Excerpts from location labeling data:
- - -
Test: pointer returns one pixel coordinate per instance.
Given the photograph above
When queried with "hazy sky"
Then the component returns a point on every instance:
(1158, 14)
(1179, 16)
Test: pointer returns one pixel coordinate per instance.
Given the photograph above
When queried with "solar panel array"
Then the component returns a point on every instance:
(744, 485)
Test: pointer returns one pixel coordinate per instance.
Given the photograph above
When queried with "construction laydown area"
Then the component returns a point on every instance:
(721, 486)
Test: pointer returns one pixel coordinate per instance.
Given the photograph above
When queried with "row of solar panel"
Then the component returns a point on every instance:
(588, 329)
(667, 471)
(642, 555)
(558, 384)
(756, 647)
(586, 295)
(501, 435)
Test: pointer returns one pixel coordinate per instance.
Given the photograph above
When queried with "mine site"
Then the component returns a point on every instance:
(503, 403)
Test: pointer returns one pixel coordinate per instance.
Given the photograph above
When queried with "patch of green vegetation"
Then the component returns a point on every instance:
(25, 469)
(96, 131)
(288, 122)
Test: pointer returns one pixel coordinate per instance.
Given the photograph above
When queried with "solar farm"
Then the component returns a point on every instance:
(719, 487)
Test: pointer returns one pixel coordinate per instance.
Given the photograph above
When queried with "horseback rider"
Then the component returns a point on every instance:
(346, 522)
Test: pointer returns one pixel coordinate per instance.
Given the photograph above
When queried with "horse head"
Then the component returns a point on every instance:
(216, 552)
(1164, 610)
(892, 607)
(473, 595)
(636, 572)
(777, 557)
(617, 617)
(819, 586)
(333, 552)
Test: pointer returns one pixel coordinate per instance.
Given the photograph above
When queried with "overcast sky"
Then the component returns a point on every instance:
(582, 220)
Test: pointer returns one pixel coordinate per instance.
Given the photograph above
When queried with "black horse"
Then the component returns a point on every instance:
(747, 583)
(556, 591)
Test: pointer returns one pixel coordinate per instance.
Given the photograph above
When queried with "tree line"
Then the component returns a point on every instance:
- - -
### Exercise task
Return each line above that contains the string "panel".

### Answer
When queried with "solar panel array"
When queried with "row of solar panel"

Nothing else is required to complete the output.